• TASK TO COMPLETE: Translate this sentence from the hawthorn passage into Spanish: "Its shape is dense and squat, and it stands apart on the crest of the hill."
Begin QUOTED PASSAGE
By custom, felling a hawthorn was thought to bring bad luck, so lone trees in the landscape may be very old. Photograph: Maria Nunzia/@Varvera

The hawthorn stands on Windmill Hill between Much Wenlock and Shadwell quarry. In the low November sun the tree glows blood red. Its berries, haws, crowd thick on its boughs and shine like little apples. There is no other tree in the area so laden with fruit, so vivid and so prominent in the landscape. Its shape is dense and squat, and it stands apart on the crest of the hill.

The hawthorn may be as old, if not older, than the stone tower of the windmill, which was first mentioned in local records in 1714 and which stopped like a clock when struck by lightning in 1850.

In old myths hawthorns were believed to have been seeded by lightning, and fires of hawthorn wood burned in magic rituals, weddings and funerals from ancient Greece to Scandinavia.

The wood also made the blocks used for chopping off heads. In many rural cultures it was considered deeply unlucky to cut down a hawthorn, and lone trees scattered around the countryside are much older than they appear.

It is possible that a special hawthorn grew on this hill hundreds of years ago and that it was a meeting place. Hawthorns marked moots, or assemblies to decide issues of local importance and manorial courts. This one may still be a moot point something arguable, undecided, contested, its original function lost generations ago.
End QUOTED PASSAGE
Begin SUPPLIED INFORMATION
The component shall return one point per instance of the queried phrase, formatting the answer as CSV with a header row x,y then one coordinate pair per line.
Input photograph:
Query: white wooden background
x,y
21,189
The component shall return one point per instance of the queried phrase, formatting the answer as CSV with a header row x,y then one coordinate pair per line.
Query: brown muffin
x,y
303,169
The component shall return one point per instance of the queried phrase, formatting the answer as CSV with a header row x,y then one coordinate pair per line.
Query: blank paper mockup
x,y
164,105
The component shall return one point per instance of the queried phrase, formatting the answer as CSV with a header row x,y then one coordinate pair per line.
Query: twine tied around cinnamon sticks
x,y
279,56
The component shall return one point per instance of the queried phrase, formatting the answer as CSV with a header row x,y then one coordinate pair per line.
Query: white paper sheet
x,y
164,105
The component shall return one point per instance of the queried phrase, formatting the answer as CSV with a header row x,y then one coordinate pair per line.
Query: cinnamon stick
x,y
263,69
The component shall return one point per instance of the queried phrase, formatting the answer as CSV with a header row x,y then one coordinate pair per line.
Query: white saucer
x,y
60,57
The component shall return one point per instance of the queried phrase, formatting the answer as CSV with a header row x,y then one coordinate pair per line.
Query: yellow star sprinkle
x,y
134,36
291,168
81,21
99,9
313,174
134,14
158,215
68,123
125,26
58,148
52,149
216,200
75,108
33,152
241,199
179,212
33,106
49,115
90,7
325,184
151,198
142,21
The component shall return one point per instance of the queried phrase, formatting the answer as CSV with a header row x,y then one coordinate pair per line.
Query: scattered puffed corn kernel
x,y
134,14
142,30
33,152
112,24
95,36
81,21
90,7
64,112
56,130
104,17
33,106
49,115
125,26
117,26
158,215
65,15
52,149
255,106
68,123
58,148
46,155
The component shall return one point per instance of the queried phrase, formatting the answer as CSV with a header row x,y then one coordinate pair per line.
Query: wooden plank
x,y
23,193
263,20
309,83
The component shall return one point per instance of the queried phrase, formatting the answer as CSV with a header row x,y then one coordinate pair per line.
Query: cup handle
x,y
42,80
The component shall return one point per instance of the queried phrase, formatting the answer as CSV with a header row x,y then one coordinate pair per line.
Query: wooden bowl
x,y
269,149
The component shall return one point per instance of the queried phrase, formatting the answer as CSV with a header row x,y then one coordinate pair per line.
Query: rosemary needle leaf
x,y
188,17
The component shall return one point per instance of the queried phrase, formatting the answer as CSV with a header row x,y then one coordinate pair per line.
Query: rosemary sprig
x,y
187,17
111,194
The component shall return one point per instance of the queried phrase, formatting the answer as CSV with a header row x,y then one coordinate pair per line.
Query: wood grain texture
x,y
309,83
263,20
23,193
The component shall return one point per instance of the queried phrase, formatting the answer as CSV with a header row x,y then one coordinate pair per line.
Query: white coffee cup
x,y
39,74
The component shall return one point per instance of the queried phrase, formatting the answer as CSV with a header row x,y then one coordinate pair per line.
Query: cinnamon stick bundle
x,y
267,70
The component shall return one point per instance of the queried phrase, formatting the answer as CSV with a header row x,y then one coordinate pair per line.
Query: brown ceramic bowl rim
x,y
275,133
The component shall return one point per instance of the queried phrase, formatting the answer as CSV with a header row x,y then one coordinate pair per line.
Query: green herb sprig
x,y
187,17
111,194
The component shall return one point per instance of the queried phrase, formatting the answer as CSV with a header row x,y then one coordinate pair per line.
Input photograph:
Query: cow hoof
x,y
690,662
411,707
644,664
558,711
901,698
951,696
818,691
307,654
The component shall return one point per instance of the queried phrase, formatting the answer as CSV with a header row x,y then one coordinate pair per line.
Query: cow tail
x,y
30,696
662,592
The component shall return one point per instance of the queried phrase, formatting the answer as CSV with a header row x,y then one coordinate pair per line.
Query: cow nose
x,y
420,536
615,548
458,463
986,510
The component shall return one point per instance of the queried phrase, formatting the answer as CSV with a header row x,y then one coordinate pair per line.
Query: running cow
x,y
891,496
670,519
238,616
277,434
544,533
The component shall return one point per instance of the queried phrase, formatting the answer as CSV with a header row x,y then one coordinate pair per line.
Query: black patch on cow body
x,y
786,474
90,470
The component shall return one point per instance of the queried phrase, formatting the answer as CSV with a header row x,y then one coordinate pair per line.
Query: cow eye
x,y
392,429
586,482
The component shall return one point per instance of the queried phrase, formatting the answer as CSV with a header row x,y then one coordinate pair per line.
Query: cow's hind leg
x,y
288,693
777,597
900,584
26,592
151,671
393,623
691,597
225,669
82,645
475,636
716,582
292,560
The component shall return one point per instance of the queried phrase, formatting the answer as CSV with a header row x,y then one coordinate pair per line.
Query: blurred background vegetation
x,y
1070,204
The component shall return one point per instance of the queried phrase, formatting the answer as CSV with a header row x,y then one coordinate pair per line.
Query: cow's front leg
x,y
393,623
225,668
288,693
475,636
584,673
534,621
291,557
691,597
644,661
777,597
End SUPPLIED INFORMATION
• PROBLEM SOLUTION: Su forma es densa y achaparrada, y se alza apartado en la cresta de la colina.